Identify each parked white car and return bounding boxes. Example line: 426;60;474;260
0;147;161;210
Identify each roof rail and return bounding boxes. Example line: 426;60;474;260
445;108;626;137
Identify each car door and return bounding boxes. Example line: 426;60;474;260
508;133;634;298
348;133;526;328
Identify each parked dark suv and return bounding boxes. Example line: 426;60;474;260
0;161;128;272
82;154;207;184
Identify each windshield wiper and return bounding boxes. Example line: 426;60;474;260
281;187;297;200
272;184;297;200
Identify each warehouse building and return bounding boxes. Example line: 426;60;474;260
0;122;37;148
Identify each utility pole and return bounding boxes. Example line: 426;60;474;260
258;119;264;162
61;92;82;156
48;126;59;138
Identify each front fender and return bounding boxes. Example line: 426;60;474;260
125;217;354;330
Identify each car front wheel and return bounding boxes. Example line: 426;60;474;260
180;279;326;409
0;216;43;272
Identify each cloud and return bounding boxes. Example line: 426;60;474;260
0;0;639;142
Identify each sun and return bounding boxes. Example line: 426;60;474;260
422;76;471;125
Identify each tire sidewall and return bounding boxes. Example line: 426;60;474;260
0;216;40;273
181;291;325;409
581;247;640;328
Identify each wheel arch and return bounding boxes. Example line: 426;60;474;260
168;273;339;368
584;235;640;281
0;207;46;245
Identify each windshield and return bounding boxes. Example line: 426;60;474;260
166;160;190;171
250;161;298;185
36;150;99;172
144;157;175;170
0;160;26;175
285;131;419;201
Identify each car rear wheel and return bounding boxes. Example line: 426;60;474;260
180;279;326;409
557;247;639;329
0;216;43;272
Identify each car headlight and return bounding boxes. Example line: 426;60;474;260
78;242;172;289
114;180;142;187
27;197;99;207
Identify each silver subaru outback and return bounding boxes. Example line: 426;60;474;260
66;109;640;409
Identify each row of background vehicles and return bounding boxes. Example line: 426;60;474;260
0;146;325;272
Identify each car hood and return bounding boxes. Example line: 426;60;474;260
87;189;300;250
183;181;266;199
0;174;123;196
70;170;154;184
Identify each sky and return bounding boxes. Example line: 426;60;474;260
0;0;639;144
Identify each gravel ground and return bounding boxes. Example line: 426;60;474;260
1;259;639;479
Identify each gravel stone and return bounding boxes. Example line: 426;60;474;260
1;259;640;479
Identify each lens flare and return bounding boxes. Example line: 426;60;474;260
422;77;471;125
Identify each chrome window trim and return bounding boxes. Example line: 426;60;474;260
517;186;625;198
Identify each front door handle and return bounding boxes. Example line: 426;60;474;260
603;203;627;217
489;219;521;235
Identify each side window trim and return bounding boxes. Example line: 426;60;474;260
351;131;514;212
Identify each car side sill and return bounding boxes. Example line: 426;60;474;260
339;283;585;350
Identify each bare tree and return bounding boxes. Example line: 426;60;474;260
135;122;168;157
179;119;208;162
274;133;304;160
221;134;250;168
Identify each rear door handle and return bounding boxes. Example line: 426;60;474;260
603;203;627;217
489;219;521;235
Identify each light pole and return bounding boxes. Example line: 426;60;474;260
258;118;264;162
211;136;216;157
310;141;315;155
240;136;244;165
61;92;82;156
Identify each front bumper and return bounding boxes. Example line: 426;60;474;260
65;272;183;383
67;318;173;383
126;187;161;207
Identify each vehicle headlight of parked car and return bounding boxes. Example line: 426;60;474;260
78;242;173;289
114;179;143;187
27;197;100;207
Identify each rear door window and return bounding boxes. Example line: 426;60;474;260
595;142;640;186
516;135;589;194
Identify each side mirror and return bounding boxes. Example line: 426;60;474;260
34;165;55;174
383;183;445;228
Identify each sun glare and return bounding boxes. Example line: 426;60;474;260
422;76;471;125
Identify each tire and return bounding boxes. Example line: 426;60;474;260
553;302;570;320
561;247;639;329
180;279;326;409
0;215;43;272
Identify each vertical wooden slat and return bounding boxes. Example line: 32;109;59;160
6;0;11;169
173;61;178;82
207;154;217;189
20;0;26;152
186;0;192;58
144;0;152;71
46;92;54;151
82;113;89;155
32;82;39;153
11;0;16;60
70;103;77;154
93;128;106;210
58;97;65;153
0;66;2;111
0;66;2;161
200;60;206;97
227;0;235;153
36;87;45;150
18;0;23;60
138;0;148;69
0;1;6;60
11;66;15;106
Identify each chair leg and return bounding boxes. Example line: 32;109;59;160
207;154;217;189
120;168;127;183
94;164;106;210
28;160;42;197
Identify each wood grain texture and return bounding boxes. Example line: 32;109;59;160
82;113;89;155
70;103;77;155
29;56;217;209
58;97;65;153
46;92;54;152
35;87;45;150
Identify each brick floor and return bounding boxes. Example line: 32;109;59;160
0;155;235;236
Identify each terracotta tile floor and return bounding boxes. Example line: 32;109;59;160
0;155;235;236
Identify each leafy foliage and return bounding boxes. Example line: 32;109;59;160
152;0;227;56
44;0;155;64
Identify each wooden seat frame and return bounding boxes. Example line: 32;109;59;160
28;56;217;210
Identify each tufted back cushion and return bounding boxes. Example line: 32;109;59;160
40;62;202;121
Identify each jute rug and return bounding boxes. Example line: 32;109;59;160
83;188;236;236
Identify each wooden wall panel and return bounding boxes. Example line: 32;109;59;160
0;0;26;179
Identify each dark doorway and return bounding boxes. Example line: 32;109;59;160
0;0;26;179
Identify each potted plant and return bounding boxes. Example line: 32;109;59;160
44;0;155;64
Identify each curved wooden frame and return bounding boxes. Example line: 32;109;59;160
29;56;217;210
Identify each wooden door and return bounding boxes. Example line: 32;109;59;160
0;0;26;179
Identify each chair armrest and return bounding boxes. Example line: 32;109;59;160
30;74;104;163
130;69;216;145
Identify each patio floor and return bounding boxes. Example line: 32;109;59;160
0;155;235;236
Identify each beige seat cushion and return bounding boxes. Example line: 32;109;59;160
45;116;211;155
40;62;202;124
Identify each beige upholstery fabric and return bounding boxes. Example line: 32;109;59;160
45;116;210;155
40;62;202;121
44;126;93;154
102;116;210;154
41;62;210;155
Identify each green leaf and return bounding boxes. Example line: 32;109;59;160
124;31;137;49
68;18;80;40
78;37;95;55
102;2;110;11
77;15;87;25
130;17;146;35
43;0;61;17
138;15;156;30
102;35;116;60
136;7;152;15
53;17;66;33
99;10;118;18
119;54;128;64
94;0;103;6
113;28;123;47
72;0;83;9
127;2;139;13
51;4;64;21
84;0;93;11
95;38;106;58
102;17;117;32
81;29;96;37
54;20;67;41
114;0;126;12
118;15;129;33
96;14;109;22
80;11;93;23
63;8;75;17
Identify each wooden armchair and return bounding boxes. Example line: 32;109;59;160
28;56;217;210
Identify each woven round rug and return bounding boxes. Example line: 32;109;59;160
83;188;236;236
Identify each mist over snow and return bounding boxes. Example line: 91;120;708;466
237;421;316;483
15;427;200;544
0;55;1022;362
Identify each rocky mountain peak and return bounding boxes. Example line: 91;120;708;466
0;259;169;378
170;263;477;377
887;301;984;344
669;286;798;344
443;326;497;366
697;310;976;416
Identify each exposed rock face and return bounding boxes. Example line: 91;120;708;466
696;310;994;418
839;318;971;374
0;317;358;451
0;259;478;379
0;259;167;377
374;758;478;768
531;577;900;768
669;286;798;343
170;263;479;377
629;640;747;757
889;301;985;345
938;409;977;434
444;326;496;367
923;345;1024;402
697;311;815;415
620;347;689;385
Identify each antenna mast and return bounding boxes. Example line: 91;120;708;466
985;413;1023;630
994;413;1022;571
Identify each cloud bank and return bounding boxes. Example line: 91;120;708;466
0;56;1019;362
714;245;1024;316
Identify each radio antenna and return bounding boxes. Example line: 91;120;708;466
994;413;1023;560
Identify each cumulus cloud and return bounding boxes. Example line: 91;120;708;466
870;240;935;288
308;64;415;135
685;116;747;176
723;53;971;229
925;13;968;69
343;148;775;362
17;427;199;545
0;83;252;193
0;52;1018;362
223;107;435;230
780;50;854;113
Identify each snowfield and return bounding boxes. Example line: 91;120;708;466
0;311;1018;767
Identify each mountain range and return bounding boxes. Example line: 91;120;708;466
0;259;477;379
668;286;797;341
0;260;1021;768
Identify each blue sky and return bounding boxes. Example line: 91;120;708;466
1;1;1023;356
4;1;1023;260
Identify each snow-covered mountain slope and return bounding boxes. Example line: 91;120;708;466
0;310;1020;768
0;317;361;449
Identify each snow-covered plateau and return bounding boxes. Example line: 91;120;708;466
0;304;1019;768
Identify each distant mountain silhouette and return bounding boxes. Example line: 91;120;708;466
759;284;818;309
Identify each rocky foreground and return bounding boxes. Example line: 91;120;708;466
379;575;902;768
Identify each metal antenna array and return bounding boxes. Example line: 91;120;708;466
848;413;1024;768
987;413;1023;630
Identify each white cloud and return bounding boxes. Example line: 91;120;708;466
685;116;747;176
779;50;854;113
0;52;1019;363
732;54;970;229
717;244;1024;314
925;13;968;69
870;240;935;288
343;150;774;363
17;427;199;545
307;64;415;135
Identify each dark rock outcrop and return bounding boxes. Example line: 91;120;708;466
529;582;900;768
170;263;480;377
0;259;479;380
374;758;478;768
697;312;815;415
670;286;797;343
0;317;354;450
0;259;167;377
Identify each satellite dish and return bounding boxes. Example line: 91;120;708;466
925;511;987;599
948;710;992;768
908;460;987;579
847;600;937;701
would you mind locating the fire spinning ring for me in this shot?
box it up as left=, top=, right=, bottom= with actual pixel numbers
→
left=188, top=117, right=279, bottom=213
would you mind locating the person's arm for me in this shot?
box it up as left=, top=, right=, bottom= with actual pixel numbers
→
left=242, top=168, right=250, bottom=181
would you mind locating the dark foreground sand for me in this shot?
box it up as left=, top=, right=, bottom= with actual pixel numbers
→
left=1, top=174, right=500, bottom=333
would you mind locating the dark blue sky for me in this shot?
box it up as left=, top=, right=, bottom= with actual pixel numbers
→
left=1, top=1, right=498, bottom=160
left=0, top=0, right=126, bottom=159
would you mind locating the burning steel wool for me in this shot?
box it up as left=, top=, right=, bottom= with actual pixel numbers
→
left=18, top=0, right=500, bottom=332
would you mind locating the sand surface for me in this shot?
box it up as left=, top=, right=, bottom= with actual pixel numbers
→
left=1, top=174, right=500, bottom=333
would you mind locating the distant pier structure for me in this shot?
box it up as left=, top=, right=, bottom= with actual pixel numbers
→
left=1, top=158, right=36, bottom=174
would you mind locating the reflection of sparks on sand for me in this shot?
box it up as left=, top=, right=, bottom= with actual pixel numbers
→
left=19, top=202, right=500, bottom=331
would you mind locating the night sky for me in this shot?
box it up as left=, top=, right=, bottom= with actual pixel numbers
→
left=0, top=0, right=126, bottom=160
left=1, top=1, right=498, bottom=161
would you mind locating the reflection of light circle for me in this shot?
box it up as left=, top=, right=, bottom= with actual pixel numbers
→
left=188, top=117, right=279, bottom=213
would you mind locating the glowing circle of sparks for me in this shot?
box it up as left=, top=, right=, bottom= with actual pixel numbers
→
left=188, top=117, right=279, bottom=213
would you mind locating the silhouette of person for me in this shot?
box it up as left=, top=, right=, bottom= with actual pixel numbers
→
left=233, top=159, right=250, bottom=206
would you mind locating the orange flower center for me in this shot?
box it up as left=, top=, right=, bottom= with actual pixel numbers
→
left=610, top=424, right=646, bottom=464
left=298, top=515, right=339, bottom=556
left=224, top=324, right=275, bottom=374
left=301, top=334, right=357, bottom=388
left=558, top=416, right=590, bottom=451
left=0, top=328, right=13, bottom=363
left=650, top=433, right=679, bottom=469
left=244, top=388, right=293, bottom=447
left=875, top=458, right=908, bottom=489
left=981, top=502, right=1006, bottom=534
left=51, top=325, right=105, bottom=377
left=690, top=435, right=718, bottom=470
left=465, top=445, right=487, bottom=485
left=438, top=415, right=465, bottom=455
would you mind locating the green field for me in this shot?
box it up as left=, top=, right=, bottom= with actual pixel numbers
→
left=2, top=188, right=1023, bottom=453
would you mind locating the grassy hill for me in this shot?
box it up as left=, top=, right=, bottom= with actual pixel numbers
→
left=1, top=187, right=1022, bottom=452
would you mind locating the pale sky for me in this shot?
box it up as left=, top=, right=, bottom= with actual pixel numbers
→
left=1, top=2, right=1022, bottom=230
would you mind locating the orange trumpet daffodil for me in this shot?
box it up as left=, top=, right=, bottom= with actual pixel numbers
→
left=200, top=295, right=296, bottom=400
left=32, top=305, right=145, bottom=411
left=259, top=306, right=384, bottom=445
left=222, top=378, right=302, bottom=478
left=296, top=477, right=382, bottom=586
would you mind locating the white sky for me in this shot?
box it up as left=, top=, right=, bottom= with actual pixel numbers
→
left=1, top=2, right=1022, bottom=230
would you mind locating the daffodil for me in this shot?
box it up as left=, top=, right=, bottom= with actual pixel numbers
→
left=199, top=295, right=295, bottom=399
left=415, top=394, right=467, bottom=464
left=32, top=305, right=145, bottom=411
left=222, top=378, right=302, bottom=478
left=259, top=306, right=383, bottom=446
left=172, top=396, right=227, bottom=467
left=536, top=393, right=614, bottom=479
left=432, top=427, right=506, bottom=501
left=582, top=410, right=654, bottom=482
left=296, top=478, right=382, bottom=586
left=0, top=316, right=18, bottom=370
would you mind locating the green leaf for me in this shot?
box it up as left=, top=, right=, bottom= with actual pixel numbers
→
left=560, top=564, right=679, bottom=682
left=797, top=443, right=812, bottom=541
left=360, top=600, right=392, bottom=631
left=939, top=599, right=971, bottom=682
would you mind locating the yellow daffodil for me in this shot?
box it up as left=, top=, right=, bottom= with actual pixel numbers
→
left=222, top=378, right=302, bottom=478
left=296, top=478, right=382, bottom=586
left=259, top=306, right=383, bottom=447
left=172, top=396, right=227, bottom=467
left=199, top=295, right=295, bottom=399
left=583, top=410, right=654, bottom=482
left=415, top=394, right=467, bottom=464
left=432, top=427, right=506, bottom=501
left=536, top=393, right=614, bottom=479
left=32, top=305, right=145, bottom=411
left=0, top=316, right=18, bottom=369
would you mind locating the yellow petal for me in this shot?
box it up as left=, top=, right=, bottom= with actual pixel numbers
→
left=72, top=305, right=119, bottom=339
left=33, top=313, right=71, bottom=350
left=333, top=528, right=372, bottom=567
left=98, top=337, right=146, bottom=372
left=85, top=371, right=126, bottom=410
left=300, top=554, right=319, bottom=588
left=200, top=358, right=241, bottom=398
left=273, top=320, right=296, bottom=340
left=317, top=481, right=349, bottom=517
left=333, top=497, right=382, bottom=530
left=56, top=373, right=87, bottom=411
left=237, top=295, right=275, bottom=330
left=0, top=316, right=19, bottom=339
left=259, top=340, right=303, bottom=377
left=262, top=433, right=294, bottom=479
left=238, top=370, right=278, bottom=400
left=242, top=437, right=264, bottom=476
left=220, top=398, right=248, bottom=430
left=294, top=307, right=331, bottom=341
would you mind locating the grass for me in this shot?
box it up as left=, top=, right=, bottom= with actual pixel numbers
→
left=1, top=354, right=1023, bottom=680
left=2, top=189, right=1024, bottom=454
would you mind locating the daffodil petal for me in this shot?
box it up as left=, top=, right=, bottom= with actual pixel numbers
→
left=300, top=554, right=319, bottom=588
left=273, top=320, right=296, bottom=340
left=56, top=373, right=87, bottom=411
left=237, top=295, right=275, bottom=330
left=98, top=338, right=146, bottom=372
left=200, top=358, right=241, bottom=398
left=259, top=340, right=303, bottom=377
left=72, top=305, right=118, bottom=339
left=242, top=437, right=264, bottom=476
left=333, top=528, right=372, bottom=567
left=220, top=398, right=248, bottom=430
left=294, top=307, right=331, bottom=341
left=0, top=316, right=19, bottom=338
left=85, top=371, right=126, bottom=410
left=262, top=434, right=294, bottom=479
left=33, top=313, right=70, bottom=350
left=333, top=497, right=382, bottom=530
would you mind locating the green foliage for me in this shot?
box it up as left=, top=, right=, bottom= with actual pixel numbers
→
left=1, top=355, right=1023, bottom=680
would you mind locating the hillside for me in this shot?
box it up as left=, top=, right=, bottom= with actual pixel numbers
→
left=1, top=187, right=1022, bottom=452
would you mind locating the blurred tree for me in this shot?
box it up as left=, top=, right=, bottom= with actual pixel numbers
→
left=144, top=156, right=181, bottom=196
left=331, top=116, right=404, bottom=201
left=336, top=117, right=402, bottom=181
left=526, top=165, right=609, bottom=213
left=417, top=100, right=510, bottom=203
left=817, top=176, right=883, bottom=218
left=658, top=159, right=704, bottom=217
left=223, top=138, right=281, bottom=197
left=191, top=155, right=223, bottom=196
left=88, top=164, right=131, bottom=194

▬▬▬

Task statement: Pull out every line of the entries that includes the word "petal".

Answer to the problem:
would you mind locating the yellow petal for me in this shot?
would you mind locating the daffodil petal for me in this shot?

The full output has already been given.